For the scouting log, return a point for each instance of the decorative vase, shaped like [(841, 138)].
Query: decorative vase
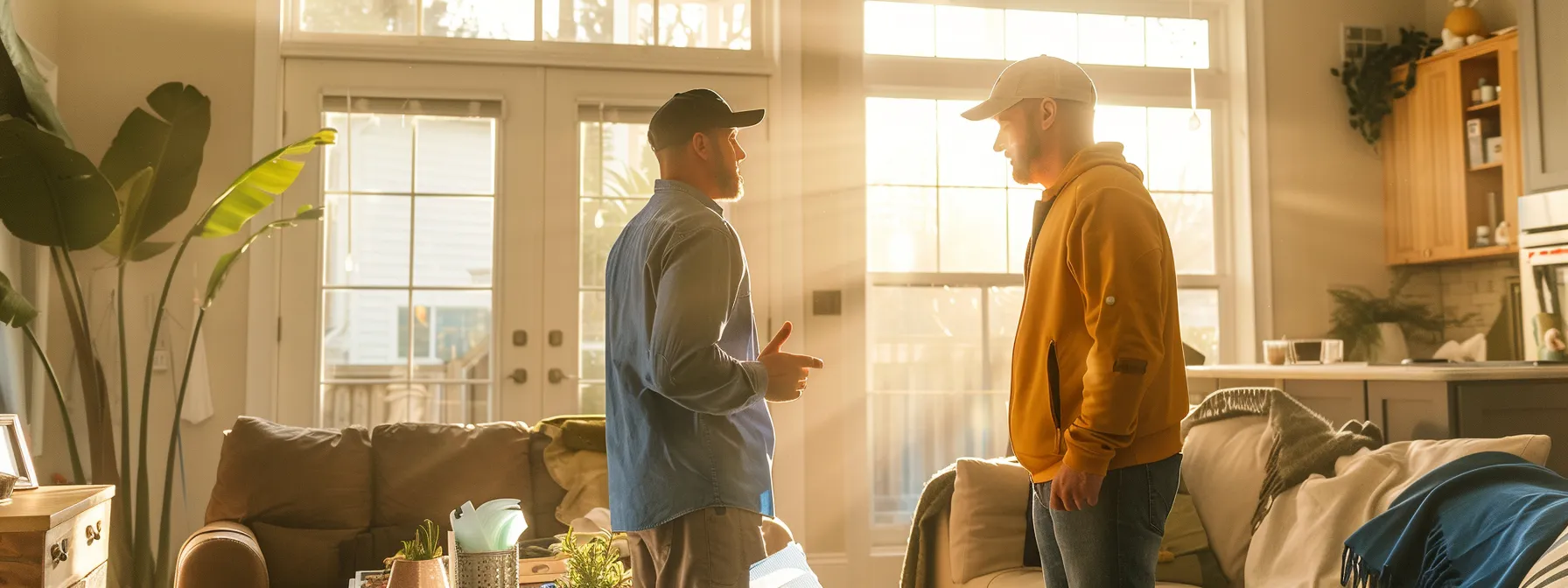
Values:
[(417, 574), (1390, 348)]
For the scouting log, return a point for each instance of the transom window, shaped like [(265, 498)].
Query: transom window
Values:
[(714, 24)]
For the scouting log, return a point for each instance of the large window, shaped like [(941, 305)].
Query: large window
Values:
[(948, 226), (716, 24), (408, 262)]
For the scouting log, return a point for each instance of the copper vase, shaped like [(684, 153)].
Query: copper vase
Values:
[(417, 574)]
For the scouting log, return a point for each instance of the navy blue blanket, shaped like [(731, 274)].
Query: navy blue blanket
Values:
[(1477, 521)]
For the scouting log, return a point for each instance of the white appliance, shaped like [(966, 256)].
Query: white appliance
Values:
[(1544, 273)]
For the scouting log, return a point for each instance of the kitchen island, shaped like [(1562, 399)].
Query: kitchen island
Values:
[(1421, 400)]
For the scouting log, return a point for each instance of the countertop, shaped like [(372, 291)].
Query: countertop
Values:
[(1421, 372)]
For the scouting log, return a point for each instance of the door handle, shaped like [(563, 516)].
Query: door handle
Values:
[(556, 375)]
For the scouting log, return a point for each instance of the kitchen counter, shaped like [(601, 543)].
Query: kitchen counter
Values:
[(1363, 372)]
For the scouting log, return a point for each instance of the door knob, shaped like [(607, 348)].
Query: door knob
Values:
[(558, 376)]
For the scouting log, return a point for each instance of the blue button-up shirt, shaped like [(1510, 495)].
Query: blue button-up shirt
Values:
[(687, 422)]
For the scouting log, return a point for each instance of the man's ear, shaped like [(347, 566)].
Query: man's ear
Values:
[(1047, 113)]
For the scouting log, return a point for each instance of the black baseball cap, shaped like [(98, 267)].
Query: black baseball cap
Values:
[(693, 112)]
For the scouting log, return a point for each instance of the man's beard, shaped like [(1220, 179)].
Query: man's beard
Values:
[(728, 179)]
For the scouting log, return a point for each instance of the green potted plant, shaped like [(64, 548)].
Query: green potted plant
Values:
[(1374, 328), (417, 565), (592, 564)]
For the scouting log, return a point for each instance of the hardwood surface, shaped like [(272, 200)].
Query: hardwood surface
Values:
[(45, 508)]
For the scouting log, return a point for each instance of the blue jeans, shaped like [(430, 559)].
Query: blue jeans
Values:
[(1116, 542)]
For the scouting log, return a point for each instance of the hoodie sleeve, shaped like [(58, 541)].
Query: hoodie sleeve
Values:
[(1118, 257)]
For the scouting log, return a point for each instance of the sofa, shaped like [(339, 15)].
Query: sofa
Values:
[(980, 540)]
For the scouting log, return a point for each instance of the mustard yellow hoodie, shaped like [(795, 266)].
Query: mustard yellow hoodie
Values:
[(1098, 374)]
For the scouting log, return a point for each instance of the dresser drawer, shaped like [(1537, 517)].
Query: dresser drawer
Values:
[(77, 548)]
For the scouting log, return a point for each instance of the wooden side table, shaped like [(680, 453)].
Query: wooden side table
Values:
[(55, 536)]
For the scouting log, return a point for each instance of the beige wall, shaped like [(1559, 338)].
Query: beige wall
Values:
[(1326, 184), (110, 55), (1494, 13)]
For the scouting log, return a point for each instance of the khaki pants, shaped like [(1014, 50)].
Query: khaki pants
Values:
[(708, 548)]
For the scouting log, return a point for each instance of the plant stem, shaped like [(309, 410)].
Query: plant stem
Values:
[(164, 560), (142, 542), (60, 397)]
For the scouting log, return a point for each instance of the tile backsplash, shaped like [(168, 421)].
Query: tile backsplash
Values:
[(1463, 289)]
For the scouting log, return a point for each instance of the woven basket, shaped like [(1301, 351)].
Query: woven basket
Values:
[(485, 570)]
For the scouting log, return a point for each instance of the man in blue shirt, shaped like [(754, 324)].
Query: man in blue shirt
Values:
[(690, 438)]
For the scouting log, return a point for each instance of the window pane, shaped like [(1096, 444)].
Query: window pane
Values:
[(964, 146), (1019, 223), (1128, 126), (599, 21), (1178, 43), (900, 29), (482, 19), (1181, 158), (963, 32), (1189, 220), (358, 16), (382, 148), (718, 24), (974, 229), (1110, 39), (900, 142), (455, 156), (902, 229), (453, 241), (930, 402), (368, 241), (1200, 320), (603, 220), (1031, 33)]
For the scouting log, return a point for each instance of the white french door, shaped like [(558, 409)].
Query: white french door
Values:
[(458, 271)]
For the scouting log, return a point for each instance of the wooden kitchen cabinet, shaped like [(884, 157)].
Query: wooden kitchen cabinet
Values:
[(1435, 196), (1544, 77)]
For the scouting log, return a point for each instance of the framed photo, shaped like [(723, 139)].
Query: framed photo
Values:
[(15, 458)]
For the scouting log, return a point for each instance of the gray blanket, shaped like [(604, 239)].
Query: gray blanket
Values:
[(1304, 444)]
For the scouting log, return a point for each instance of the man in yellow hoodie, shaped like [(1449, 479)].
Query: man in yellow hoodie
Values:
[(1098, 375)]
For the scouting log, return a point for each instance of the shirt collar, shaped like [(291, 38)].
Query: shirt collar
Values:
[(673, 187)]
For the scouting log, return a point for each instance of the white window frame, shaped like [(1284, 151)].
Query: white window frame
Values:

______________________________

_INSTRUCTIONS TO FOLLOW:_ Copy out every one of the records above word for word, leaving out the pictures.

_ANSWER TO THE TASK:_
For the scouting log, return a point for each instance of the decorative vase, shaped like [(841, 138)].
Query: decorative vase
Values:
[(417, 574), (1390, 348)]
For the scouting log, return a point for each instance of the transom window, shaped like [(265, 498)].
Query: transom window
Values:
[(714, 24)]
For the scouting log, return a point for each instance of the large window, shaped like [(941, 305)].
Query: large window
Values:
[(948, 226), (716, 24), (408, 262)]
For the scouting log, return a point for each instance of the copper vase, shaped like [(684, 153)].
Query: copper vase
Values:
[(417, 574)]
For the scouting log, return a point for each instance of the navy blue blanket, shaped like [(731, 274)].
Query: navy blue blanket
Values:
[(1477, 521)]
For the scouting log, return a point for each instance of the white appliance, shaped like [(966, 256)].
Query: white appliance
Values:
[(1544, 273)]
For the scouting log, return a point for each instance of the kitchen island, shaped like [(1562, 399)].
Query: kitchen island
Values:
[(1421, 400)]
For the scouting log, return a point for each instance of the countertop, shaped like [(372, 291)].
Query: countertop
Values:
[(1421, 372)]
For the scouting log, return a point for each instance of the door handle, shaped like [(563, 516)].
Query: door handle
Values:
[(556, 375)]
For the scouting log, return a point for each instance of the kitchen counter, shaped like [(601, 543)].
Query: kitchen counter
Values:
[(1363, 372)]
For the scouting log, return a point for each instance of the door knob, shaped like [(607, 348)].
Query: door knob
Values:
[(558, 376)]
For the scouting log, return a point for each instance of the blue button-up shirt, shaped like [(1510, 495)].
Query: blue button-up shirt
Values:
[(687, 422)]
For the scouting log, return a point for each instance of the man's ear, shaped like [(347, 566)].
Query: man's ear
Values:
[(1047, 113)]
For the scouting log, return a point for each instance of the black baseball cap, shaped like [(98, 267)].
Query: black baseball cap
Values:
[(693, 112)]
For the scouting log, return a point for each instance of the man's beard, shaped like [(1220, 179)].
Query: man's beard
Values:
[(728, 179)]
For the scouting log, return a point for each instance of the green potted plant, shaped like [(64, 548)].
Query: green potted plant
Values:
[(1374, 328), (417, 565), (592, 564)]
For the scouting log, return a point for each instance of the hardwood surface, shaped like [(272, 200)].
Query: hardwood surface
Values:
[(45, 508)]
For the scouting log, return a point for each instance of the blue jeans, shaped like [(430, 559)].
Query: blue jeans
Values:
[(1116, 542)]
For the scouting log, return a point for each instance of the hoodie sleeve, shaped like [(58, 541)].
Query: hoodie sleeve
Values:
[(1118, 257)]
For the scouting log, return a point for each instance of the sofa, shaped like [(339, 15)].
Query: sofa
Values:
[(980, 540)]
For the scouting log, return a point for each instance of the mustard yellow hoodie, shaped like [(795, 266)].
Query: mustard yellow hoodie
Values:
[(1098, 374)]
For the scouting log, return a point for each instance of the dresser drawer, shaped like [(1537, 517)].
Query: dresser drawer
Values:
[(77, 548)]
For the scouting log, return a point for each instance of the wooden side table, shaped like [(680, 453)].
Query: wooden side table
Values:
[(55, 536)]
For the scouting log, return a point for each instance of the beige wall, shaped like [(1559, 338)].
Query: beige wall
Values:
[(1326, 184), (110, 55), (1494, 13)]
For the scouting log, return a point for each instance of the khaki pants, shaped like [(1014, 50)].
Query: khaki pants
Values:
[(708, 548)]
For the scouting log, return a point for each instance of the plant stem, shaped like [(309, 410)].
Query: plant stem
Values:
[(164, 560), (142, 542), (60, 397)]
For the scouting log, return a point for each instance of the tile backsplash, shaped like [(168, 421)].
Query: tile backsplash
Values:
[(1463, 289)]
For the scouting log, return a point for each instance of the woven basket, shaped like [(1301, 351)].
Query: woven basket
Values:
[(485, 570)]
For the scouting log, return a point for each instance of the man in blue shirt, shaped like [(754, 324)].
Query: man in blue shirt
Values:
[(690, 438)]
For the scouting log, return a point for each instance of the window pane, shaped like [(1096, 444)].
Query: window pane
Values:
[(964, 146), (1019, 223), (1128, 126), (599, 21), (1178, 43), (900, 29), (482, 19), (1181, 158), (963, 32), (1189, 220), (358, 16), (382, 148), (718, 24), (974, 229), (1110, 39), (900, 142), (455, 156), (902, 229), (453, 241), (930, 402), (368, 241), (1200, 320), (603, 220), (1031, 33)]
For the scouting log, return a point for each instance of the white french door, shaped like [(558, 409)].
Query: white french door
Values:
[(458, 271)]
For the scouting log, return a point for each instance of the wooden kitchen cabinet, shaped like [(884, 157)].
Query: wooden kitchen cabinet
Values:
[(1435, 196), (1544, 77)]
For the scouting log, return a point for each instance of the framed photo, shaped like [(723, 139)].
Query: framed photo
Values:
[(15, 458)]
For the scouting log, return a point for each instance of the gray blanket, shaped like [(604, 239)].
Query: gray blanket
Values:
[(1304, 444)]
For the scouting log, return a point for each instance of the man in yellow hoodie, shaped like [(1449, 479)].
Query: man in yellow hoodie
Values:
[(1098, 375)]
For the scouting log, return a point for each instance of the shirt collar, shaped like [(291, 38)].
Query: shirt collar
Values:
[(673, 187)]
For the scouting log, return a point for each instance of the white window frame, shaped like [(1284, 151)].
Query: white window frame
Values:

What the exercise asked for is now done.